*Exercise details*.
Repeat the lines below exactly as written, please, from the line with "[ ] each coordinate written like point(916, 474)" to the line with "Indicate the landscaping", both lines included, and no others.

*Image-grounded pointing data*.
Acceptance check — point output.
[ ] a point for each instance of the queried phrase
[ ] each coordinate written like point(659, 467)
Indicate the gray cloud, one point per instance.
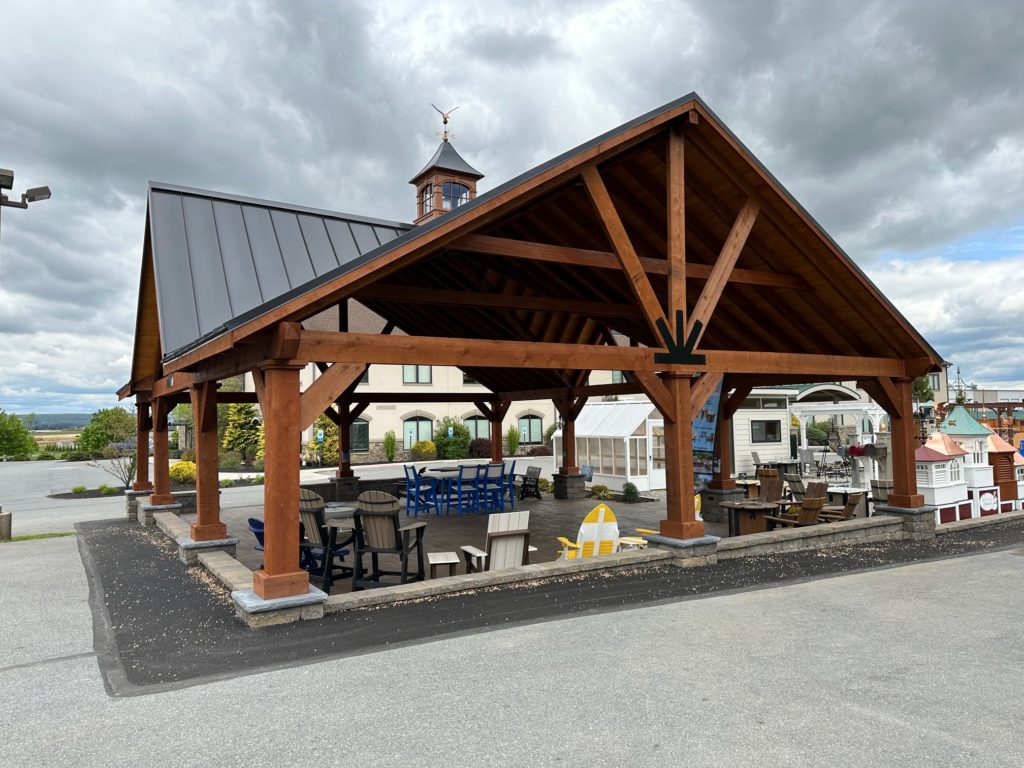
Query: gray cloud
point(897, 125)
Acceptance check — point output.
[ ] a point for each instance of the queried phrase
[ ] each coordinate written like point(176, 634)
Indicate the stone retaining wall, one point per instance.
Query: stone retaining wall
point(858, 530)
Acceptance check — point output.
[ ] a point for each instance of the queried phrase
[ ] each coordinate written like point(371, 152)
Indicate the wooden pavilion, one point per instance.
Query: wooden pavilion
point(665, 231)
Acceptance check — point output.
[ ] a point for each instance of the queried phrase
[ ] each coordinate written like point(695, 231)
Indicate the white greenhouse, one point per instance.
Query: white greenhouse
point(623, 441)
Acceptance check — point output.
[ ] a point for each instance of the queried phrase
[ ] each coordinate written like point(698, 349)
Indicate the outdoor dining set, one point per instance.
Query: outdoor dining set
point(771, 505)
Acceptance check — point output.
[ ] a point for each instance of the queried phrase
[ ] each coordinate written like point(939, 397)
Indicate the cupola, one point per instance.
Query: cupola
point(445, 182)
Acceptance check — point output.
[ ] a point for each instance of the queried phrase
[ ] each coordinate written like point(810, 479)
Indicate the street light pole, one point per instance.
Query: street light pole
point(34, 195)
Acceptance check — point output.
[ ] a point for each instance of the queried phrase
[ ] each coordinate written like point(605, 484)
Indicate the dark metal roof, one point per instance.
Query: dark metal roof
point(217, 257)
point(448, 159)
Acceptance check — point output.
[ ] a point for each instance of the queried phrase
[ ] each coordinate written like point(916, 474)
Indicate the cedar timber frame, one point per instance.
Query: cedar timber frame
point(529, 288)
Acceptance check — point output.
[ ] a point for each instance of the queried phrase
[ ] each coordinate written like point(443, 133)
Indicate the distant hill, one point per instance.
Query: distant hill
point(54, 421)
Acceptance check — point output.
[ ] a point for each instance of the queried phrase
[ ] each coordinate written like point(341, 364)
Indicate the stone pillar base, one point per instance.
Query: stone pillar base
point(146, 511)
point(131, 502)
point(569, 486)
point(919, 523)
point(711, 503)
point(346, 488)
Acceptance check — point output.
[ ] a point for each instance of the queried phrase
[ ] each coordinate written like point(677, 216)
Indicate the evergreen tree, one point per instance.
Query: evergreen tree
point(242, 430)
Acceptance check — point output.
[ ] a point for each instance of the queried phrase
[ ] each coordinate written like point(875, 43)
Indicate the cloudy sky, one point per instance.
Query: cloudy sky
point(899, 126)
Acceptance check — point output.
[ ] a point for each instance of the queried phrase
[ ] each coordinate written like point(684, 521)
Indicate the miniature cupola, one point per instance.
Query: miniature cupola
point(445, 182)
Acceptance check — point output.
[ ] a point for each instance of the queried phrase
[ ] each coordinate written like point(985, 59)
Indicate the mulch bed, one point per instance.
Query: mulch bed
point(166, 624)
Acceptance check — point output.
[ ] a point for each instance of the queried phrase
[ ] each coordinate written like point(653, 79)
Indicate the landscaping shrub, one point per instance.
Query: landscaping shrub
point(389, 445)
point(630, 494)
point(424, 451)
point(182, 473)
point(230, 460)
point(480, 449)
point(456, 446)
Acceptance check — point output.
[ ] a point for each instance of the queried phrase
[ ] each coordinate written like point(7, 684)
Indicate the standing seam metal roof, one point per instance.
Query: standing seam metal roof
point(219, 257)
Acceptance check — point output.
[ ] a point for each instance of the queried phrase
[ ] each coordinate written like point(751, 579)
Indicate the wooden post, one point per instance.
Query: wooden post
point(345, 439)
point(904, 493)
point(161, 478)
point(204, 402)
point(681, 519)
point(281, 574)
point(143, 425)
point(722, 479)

*Answer box*.
[ ] each coordinate written like point(916, 474)
Indicate the cedar timber frame, one point per instance.
Query: cedar timber frame
point(529, 288)
Acceptance check — point output.
[ ] a point for each instance of the queried phrase
[ ] each coordinate written like point(443, 133)
Indicate the distant hill, one point per instance.
Query: distant hill
point(54, 421)
Acceptance check — point output.
[ ] a point for each instance of the queried phrase
[ ] each coordinate written like point(341, 364)
Indicate the stone pillar base, one point per instance.
Query: stone pillar base
point(146, 511)
point(131, 502)
point(569, 486)
point(919, 523)
point(711, 503)
point(346, 488)
Acceptance check — point output.
[ ] a point for each instance of the queried phrase
[ ] each coordinate written like point(677, 216)
Indicate the evergreen tree, one point per instance.
Query: evergreen tree
point(242, 430)
Acceptance check — point output.
[ ] a point for each instance of the queried phrase
[ ] each coordinate written like point(875, 43)
Indicate the cloudy sky, one point per instance.
Query: cloudy sky
point(899, 126)
Acceptance check — point output.
[ ] a point for each instance of the queried phrase
[ ] each coordinate written like point(684, 521)
Indicate the miniature cupola, one point per instance.
Query: miniature cupola
point(445, 182)
Acceptance check — point output.
[ ] a point for each instance of the queried phrase
[ ] each coordinate written like point(985, 59)
Indicate the mulch bed, one point per instance.
Query: mulch bed
point(166, 624)
Acceptance check — point output.
[ ] a point for each instance of the queried phrase
[ ] each coordinate written like point(653, 79)
Indicate the landscaping shrub, one point per instance.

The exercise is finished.